Locate every line in the records that contains the string "yellow" and copy each one. Case counts.
>> start Input material
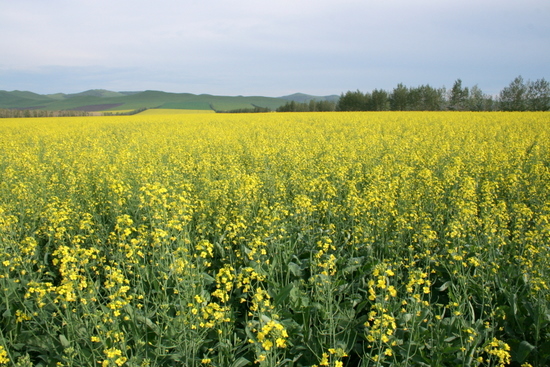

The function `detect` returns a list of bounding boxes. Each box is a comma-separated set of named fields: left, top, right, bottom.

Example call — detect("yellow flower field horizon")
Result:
left=0, top=112, right=550, bottom=367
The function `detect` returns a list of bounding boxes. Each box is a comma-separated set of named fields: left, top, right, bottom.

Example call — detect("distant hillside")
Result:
left=279, top=93, right=340, bottom=103
left=0, top=89, right=338, bottom=112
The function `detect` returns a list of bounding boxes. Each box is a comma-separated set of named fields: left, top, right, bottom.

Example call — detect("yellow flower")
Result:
left=0, top=345, right=10, bottom=364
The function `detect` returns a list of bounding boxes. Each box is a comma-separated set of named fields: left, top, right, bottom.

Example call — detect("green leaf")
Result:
left=436, top=280, right=451, bottom=292
left=274, top=283, right=294, bottom=306
left=59, top=334, right=71, bottom=348
left=288, top=262, right=302, bottom=277
left=231, top=357, right=252, bottom=367
left=513, top=340, right=535, bottom=363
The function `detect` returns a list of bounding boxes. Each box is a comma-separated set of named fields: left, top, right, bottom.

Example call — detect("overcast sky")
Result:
left=0, top=0, right=550, bottom=96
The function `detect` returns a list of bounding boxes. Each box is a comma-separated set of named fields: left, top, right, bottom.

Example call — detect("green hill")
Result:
left=0, top=89, right=340, bottom=112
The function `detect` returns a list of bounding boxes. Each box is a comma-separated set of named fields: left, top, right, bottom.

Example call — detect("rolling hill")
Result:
left=0, top=89, right=338, bottom=112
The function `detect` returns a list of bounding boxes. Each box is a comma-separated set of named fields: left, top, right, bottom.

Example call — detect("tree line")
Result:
left=335, top=76, right=550, bottom=111
left=0, top=108, right=90, bottom=118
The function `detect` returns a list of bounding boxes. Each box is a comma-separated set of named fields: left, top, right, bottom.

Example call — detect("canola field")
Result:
left=0, top=112, right=550, bottom=367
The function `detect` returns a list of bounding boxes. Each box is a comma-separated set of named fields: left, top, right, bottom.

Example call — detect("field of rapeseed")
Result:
left=0, top=112, right=550, bottom=367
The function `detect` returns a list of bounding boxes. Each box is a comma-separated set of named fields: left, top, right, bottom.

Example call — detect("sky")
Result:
left=0, top=0, right=550, bottom=97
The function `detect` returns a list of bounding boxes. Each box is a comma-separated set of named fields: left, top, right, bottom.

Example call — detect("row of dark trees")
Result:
left=0, top=108, right=90, bottom=118
left=336, top=76, right=550, bottom=111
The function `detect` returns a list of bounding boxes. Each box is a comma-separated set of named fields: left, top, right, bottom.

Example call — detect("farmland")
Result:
left=0, top=113, right=550, bottom=367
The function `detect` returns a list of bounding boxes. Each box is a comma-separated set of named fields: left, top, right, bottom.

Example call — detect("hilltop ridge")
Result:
left=0, top=89, right=338, bottom=113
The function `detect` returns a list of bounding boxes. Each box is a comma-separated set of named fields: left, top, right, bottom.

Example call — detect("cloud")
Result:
left=0, top=0, right=550, bottom=94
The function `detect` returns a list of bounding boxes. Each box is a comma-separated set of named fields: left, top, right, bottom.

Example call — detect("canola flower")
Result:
left=0, top=112, right=550, bottom=367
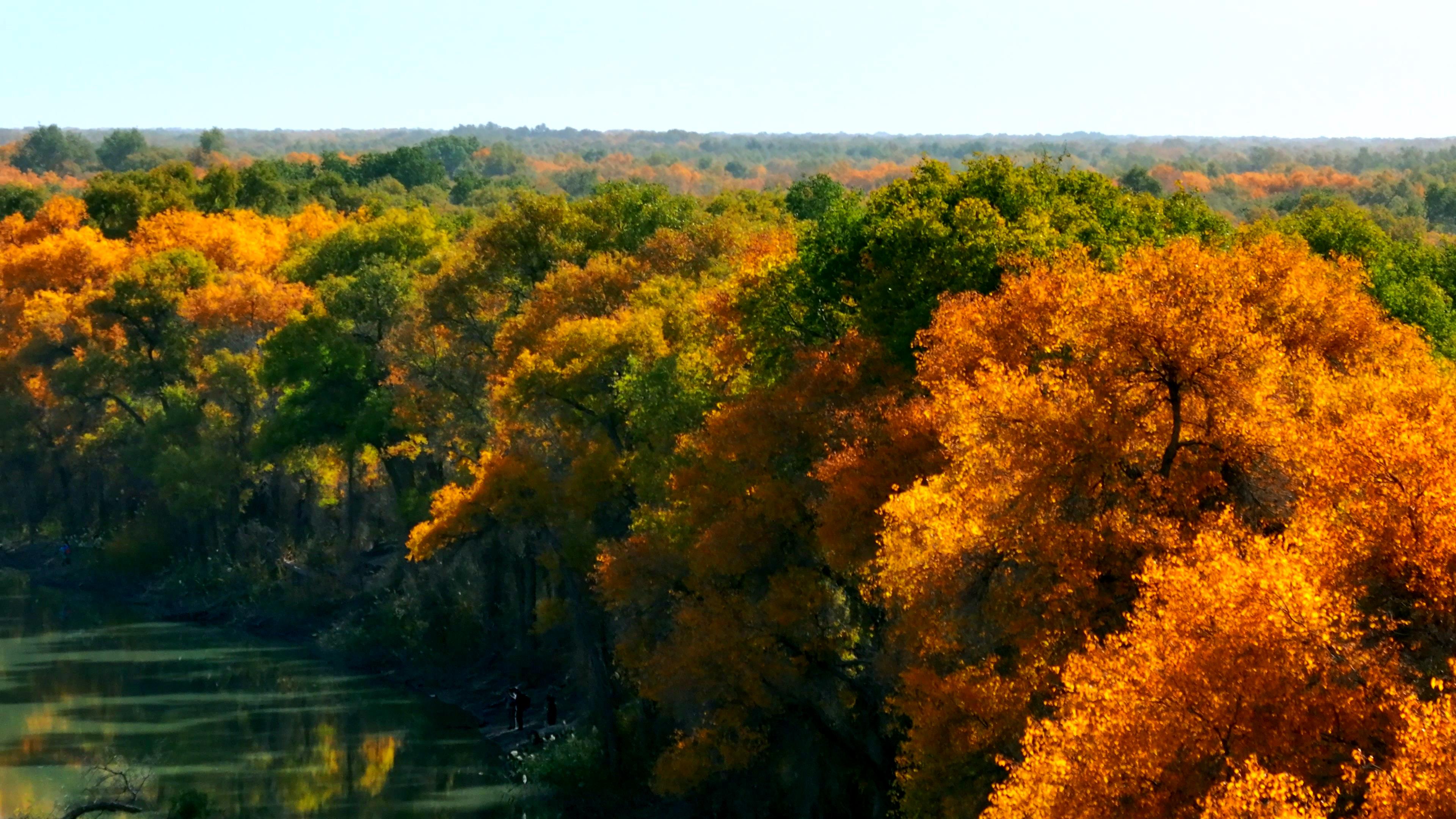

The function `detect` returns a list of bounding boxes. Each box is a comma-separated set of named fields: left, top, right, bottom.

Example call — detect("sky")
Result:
left=0, top=0, right=1456, bottom=137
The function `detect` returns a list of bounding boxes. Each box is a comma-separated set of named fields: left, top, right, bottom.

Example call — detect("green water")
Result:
left=0, top=573, right=520, bottom=817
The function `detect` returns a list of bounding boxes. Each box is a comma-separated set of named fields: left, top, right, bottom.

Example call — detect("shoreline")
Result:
left=0, top=541, right=578, bottom=759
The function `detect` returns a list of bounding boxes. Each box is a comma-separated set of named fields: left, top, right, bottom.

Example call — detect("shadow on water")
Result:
left=0, top=573, right=538, bottom=817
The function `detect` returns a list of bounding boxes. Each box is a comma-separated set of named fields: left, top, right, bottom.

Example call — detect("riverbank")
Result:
left=0, top=541, right=584, bottom=758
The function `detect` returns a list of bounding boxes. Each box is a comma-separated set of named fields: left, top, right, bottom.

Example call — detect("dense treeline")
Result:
left=11, top=124, right=1456, bottom=218
left=0, top=133, right=1456, bottom=819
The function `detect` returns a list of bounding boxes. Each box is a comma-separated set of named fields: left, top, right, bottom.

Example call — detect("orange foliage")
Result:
left=824, top=160, right=915, bottom=191
left=1219, top=166, right=1364, bottom=200
left=0, top=162, right=86, bottom=191
left=180, top=270, right=313, bottom=331
left=878, top=237, right=1432, bottom=816
left=132, top=204, right=344, bottom=273
left=1147, top=165, right=1213, bottom=194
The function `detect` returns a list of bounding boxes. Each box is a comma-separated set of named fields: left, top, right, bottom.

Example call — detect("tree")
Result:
left=10, top=126, right=96, bottom=175
left=783, top=173, right=849, bottom=221
left=96, top=128, right=147, bottom=172
left=419, top=134, right=480, bottom=176
left=358, top=147, right=450, bottom=188
left=802, top=157, right=1230, bottom=363
left=0, top=184, right=45, bottom=219
left=878, top=237, right=1428, bottom=812
left=195, top=165, right=243, bottom=213
left=85, top=162, right=198, bottom=239
left=196, top=128, right=227, bottom=156
left=1117, top=166, right=1163, bottom=197
left=480, top=143, right=529, bottom=176
left=598, top=329, right=936, bottom=816
left=984, top=533, right=1396, bottom=819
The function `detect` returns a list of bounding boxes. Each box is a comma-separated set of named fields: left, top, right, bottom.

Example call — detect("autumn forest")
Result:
left=0, top=124, right=1456, bottom=819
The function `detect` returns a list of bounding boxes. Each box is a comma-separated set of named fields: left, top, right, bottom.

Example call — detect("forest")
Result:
left=0, top=126, right=1456, bottom=819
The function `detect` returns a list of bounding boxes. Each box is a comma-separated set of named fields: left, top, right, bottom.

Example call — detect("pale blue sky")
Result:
left=0, top=0, right=1456, bottom=137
>> end Input material
■ Exercise response:
Example call — detect("yellow flower field horizon")
Example call — detect("yellow flower")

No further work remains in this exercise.